Unik dalam penulisannya, unik dalam pelestariannya
Sejak dari penulisannya sampai juga kepada pelestariannya, Kitab Suci
mempunyai ciri khasnya tersendiri, yang tidak dimiliki oleh buku-buku
lainnya.
Ke- 73 kitab dalam Kitab Suci ditulis dalam rentang waktu
berabad-abad, sekitar 1600 tahun, yang ditulis oleh sekitar 50 orang
yang berbeda dari negara ataupun tempat yang berbeda. Namun semuanya
menuliskan rencana keselamatan Allah yang mengacu dan mengerucut kepada
Kristus. Kitab-kitab Perjanjian Lama menjabarkannya secara samar-samar,
entah melalui nubuat maupun gambaran tokoh-tokohnya, namun kitab-kitab
Perjanjian Baru menyampaikan penggenapannya secara jelas dan sempurna,
di dalam Kristus Sang Putera Allah yang menjelma menjadi manusia.
Koherensi atau keselarasan semua bagian dari kitab-kitab ini yang
ditulis oleh banyak penulis yang berbeda sepanjang rentang abad yang
cukup panjang- sekitar 17 abad ini- membuktikan bahwa kitab ini bukan
semata karya tulis manusia, namun Allah sendiri-lah yang
menginspirasikan penulisannya.

* **Instruksi yang Diberikan 1**: Ganti "Koherensi" dengan "Kepaduan" dalam teks tentang keunikan Kitab Suci dari "Koherensi atau keselarasan" sampai "menginspirasikan penulisannya.", lalu tuliskan kembali bagian itu.
* **Instruksi yang Diberikan 2**: Lanjutkan teks tentang keunikan Kitab Suci setelah kalimat terakhirnya.

* **Informasi yang Disediakan**:
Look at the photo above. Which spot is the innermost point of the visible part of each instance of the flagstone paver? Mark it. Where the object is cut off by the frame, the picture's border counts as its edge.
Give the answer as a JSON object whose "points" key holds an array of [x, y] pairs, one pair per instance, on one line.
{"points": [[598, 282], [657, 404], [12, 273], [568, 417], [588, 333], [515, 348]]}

==

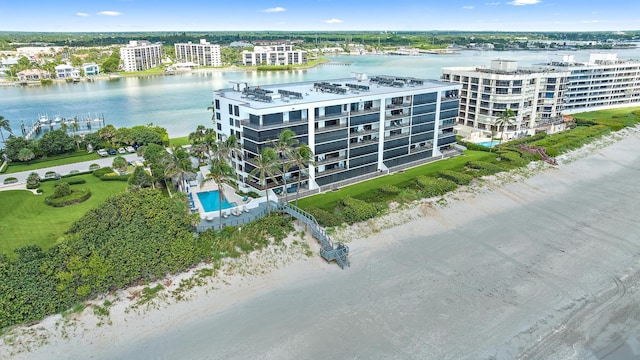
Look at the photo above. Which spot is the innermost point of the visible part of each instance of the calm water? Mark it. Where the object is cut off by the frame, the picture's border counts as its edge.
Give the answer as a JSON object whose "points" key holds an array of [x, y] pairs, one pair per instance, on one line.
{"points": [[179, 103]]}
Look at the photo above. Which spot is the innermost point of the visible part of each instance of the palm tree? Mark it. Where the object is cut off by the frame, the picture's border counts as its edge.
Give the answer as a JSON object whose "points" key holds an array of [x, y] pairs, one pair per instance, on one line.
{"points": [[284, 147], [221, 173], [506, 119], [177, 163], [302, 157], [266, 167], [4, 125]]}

* **Hasil 1**:
Kepaduan atau keselarasan semua bagian dari kitab-kitab ini yang
ditulis oleh banyak penulis yang berbeda sepanjang rentang abad yang
cukup panjang- sekitar 17 abad ini- membuktikan bahwa kitab ini bukan
semata karya tulis manusia, namun Allah sendiri-lah yang
menginspirasikan penulisannya.

* **Hasil 2**:
Buku yang berasal dari perkataan Sabda
Kita hidup di zaman tulisan, entah lewat media buku atau sekarang,
melalui internet. Maka sulit bagi kita untuk membayangkan bahwa Kitab
Suci itu asalnya adalah dari perkataan lisan. Berikut ini adalah
penjelasan yang disarikan dari buku What is the Bible, karangan Henri Daniel- Rops ((Cf. Henri Daniel- Rops, What is the Bible, The Twentieth Century Encyclopedia of Catholicism, volume 60, (New York: Hawthorn Books, 1959) p. 14-25)):
Kitab Suci kita yang nampaknya relatif seragam sekarang, sebenarnya
berasal dari komponen-komponen yang beragam. Ada saatnya di mana sebelum
kalimat-kalimat tersebut dicetak dalam buku, perkataan tersebut
pertama-tama didaraskan kepada para pendengar oleh para pembawa Kabar
Gembira. Maka jauh sebelum dicetak, Kitab Suci pada awalnya merupakan
ajaran lisan. Bentuknya adalah kisah narasi, yang disampaikan dengan
pola tertentu, yaitu dengan ritme tertentu dan puisi bersajak, rangkaian
kata-kata bijak yang ringkas, ataupun dengan pengulangan kata-kata
tertentu yang sama. Hal ini memungkinkan teks tersebut dapat diturunkan
dari generasi ke generasi, ketika bahasa tulisan belum menjadi alat
komunikasi yang umum. Ini sejalan dengan keadaan budaya, spiritualitas
dan sastra dalam masyarakat di mana Kitab Suci berasal. Kitab Suci
bertumbuh dalam pola masyarakat yang komunal dan tidak individual,
sebagai sesuatu yang spontan dan hidup; jauh berbeda dengan budaya
kertas di zaman modern, di mana bahasa tulisan menjadi sesuatu yang
otomatis dan umum. Agaknya sulit bagi kita untuk membayangkan bahwa ada
suatu zaman dalam sejarah, di mana masyarakat dapat hidup tanpa
ketentuan baku yang tertulis.
Dalam kehidupan masyarakat Israel kuno, sampai zaman Kristus,
keadaannya sangat berbeda dengan zaman kita. Masyarakat saat itu
terbiasa untuk berbicara dengan fasih berdasarkan kemampuan mengingat
akan suatu fakta/ kebenaran. Maka sistem pendidikan saat itu bertujuan
mendidik para murid, agar mempunyai ingatan seperti seumpama sumur, yang
tidak membiarkan setetes-pun dari ajaran gurunya menghilang ke luar.
Maka ini dilihat dari seni menghafal dan menyusun suatu komposisi teks.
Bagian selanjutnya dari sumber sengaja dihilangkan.